PASSAGE TO READ –
# Counter Cabinet Lighting



## kenny (May 21, 2004)

In my old beach cabin, I have some dark cabinets under the counter so it's hard to find what pot, pan or lid I'm looking for. 

They're 24" deep and continuous, counter height with one continuous shelf.
I need to light them and have a switch on the cabinet face. There are drawers that interrupt the inside face where I'd be putting lights. 

So what would be best? single fluorescent tube lights in various dimensions wired together and to the switch, LED tube(how do you wire those to a switch?)


----------



## carryyourbooks (Feb 13, 2009)

your set up sounds cofusing. don't forget, if you want to dim them as most want, you can't use fluorescents. leds will dim. if i had more information on how your cabinets are situated, i could advise more.


----------



## robdog (May 10, 2006)

I have the same problem in my garage. I just bought a battery powered light from Lowes. You just push the lens and it comes on. I used velcro to attach it under the cabinet so it makes changing the batteries much easier. Rope lighting would be a fairly inexpensive option and you could wire it into a switch. You can route them about anywhere under the counter you wanted to. It also will save you from breaking lights while putting things in the cabinet.


----------



## carryyourbooks (Feb 13, 2009)

rope light will really cheapen the look. but if its what you like, then by all means install away. lowes, HD, and ikea have a pretty good selection of UC lights.


----------



## jason101 (Aug 18, 2005)

http://www.samsclub.com/sams/shop/product.jsp?productId=prod3730191


----------



## richg99 (Aug 21, 2004)

Well,,,,if the lights will really be hidden out of the way all of the time...I'd just get a couple of strings of Christmas lights ( the kind that if one bulb goes out...the rest keep on going) and string them inside...on the backsides of the cabinets. 

In fact, I've done something similar in my boat trailer with half strings of lights. One half a string goes out... and my wife wants me to throw them away. I just use the remaining half-string in strange places like this. Cheap and easy.....regards, R


----------



## MikeS2942 (Mar 5, 2010)

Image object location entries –
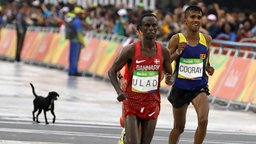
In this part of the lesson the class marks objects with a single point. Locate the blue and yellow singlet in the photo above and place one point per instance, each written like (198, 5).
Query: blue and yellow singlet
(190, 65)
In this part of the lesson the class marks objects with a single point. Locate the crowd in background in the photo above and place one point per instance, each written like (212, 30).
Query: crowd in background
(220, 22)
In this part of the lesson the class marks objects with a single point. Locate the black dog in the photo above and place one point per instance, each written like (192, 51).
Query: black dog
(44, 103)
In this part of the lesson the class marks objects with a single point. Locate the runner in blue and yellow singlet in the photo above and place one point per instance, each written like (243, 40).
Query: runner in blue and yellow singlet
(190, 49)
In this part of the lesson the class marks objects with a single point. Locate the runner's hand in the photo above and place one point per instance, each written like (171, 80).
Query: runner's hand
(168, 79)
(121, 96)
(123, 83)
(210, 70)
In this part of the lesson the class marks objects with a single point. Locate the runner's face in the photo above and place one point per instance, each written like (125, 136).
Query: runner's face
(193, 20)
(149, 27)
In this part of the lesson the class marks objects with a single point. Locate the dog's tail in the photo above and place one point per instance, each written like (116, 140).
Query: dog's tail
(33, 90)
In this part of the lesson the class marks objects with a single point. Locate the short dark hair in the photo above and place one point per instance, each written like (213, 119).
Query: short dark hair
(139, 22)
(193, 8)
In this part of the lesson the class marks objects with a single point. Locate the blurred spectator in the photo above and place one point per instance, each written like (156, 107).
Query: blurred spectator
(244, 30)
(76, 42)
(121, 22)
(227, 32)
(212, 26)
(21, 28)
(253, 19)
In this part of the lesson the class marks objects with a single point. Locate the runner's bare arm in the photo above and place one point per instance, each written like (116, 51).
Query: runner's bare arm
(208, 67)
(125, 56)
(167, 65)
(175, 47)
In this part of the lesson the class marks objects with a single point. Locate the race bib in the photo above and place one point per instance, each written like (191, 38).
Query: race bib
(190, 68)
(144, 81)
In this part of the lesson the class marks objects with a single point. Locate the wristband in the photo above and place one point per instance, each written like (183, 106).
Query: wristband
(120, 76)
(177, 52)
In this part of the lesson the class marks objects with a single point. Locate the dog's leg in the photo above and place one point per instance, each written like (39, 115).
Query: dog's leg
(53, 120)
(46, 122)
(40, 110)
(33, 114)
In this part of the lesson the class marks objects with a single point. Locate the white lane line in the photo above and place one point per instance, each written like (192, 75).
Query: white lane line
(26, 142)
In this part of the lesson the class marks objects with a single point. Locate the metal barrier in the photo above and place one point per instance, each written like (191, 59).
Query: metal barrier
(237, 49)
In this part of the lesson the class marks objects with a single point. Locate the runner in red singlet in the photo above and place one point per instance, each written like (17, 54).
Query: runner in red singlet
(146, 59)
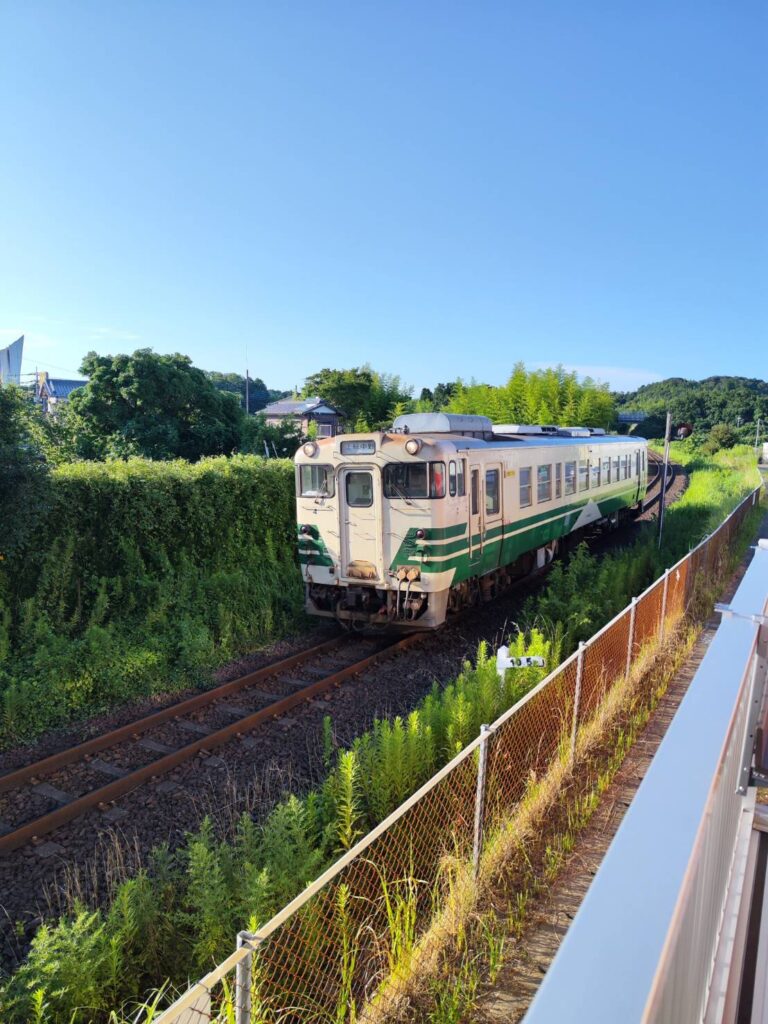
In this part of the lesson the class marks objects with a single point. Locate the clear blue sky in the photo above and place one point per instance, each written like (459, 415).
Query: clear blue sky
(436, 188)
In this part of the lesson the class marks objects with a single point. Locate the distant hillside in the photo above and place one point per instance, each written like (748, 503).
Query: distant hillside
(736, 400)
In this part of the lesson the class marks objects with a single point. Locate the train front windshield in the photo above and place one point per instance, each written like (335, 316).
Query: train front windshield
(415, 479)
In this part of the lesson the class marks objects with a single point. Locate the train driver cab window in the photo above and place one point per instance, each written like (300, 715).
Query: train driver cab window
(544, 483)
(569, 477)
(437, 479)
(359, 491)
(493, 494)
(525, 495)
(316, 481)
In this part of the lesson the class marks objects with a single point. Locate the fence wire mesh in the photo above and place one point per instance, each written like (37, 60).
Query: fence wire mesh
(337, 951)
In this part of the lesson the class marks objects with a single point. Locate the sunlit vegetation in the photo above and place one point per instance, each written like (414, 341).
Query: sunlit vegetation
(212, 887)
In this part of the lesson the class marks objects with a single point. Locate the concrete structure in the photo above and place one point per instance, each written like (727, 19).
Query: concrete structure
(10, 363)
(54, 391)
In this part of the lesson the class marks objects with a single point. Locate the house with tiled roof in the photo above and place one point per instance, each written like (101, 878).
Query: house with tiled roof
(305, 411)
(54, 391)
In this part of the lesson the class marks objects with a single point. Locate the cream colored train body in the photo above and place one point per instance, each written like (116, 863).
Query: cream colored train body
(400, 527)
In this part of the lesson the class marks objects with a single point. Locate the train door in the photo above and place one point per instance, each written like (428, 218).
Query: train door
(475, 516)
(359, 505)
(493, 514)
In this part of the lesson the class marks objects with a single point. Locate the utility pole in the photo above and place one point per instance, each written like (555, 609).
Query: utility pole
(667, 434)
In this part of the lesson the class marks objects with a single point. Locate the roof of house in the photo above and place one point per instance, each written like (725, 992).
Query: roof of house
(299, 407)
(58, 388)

...

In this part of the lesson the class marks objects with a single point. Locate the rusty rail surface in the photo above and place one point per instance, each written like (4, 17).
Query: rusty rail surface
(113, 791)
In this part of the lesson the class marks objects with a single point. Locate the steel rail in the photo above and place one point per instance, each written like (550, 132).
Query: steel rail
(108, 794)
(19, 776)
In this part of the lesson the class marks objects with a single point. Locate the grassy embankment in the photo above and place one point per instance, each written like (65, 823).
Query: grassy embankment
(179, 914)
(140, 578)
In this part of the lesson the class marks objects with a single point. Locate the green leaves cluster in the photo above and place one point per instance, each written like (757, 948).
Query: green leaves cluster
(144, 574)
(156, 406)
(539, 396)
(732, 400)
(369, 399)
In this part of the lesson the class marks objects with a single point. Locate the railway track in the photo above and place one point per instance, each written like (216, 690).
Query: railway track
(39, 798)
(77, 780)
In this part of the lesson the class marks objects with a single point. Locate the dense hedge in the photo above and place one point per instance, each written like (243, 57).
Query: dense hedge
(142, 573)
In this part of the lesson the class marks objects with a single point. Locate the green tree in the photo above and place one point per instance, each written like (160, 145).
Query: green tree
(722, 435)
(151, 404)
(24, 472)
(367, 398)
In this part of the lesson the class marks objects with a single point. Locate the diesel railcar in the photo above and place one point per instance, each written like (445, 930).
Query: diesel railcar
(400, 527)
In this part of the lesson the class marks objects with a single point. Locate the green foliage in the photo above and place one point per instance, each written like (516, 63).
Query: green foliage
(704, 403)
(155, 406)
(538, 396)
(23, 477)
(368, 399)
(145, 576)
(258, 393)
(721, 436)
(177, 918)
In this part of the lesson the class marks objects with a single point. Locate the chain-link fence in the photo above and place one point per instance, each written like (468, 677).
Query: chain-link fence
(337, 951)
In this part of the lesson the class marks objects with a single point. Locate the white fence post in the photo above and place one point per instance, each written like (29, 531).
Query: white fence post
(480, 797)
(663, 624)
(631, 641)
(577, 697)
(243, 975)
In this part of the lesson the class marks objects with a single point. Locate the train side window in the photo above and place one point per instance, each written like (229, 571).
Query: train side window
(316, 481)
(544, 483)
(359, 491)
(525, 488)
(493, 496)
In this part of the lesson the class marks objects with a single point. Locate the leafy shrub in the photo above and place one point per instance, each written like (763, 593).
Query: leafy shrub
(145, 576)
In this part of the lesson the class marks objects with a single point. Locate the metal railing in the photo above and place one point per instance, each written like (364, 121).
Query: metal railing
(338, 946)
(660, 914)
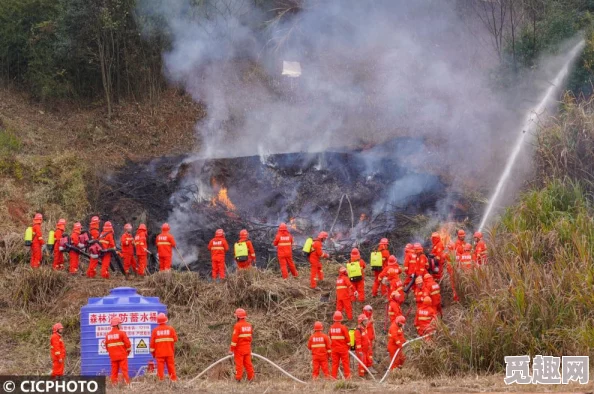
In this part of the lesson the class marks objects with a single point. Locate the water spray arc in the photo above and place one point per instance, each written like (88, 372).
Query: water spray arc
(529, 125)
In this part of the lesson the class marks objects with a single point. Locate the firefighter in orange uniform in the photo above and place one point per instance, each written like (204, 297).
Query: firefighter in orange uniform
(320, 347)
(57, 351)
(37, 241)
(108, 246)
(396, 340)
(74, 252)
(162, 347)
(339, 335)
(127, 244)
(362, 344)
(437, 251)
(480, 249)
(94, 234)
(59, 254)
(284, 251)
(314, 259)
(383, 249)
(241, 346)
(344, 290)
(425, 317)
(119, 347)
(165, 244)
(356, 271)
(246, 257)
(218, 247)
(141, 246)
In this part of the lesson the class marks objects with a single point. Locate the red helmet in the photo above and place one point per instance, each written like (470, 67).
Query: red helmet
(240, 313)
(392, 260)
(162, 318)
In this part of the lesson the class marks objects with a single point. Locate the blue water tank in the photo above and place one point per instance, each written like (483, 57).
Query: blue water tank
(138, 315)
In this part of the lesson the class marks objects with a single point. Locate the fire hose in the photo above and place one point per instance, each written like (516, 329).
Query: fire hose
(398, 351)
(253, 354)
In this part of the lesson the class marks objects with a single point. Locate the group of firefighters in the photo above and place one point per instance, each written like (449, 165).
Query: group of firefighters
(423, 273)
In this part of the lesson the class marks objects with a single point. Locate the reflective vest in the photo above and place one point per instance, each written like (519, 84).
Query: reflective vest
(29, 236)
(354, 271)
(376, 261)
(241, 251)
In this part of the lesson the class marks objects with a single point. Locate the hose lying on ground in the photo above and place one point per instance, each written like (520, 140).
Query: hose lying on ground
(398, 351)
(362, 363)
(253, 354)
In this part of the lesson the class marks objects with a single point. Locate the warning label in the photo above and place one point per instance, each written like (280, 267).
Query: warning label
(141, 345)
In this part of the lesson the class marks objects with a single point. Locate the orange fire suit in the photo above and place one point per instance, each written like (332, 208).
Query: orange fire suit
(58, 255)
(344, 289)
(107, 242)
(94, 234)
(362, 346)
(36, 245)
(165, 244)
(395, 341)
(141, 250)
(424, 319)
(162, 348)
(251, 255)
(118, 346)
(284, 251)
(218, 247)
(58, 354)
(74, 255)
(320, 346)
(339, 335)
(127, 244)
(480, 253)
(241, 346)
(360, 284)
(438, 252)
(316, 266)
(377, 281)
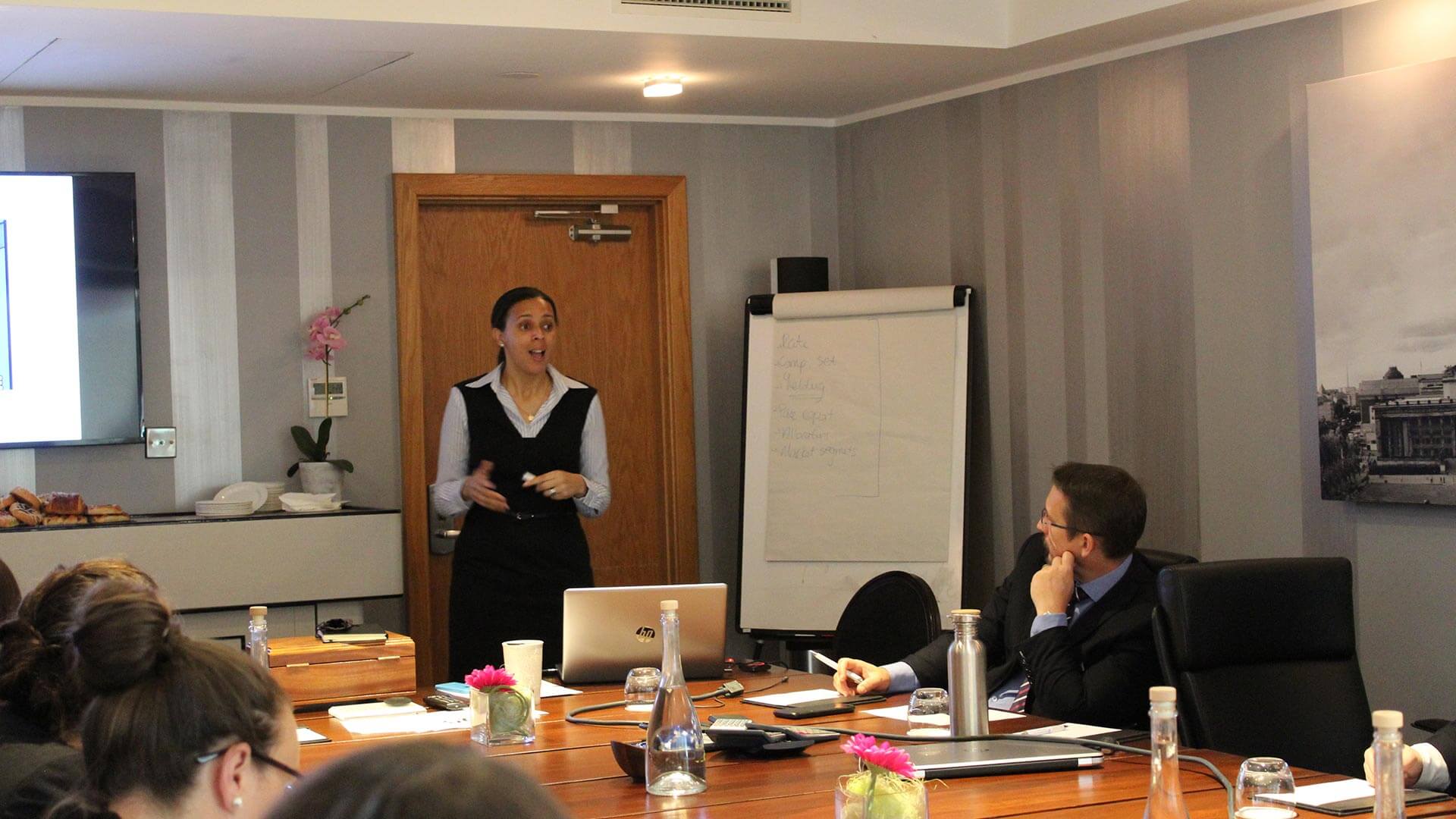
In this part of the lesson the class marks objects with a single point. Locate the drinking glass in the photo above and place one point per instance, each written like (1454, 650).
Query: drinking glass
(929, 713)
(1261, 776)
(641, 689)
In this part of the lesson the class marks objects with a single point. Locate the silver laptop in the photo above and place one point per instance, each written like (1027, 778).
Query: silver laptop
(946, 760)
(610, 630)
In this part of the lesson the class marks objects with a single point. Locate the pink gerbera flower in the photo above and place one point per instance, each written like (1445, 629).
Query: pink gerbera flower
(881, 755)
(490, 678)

PROBLEMS TO WORK ON –
**a.** Reproduce the portion of the cabinet lighting thread starting at "# Counter Cabinet" and ending at "I'm looking for.".
**b.** State how many lines of the entries contain the string "hillside", treating uppercase and lowercase letters as distinct. Give only the number.

OUTPUTS –
**a.**
# Counter Cabinet Lighting



## kenny (May 21, 2004)

In my old beach cabin, I have some dark cabinets under the counter so it's hard to find what pot, pan or lid I'm looking for.

**b.** 2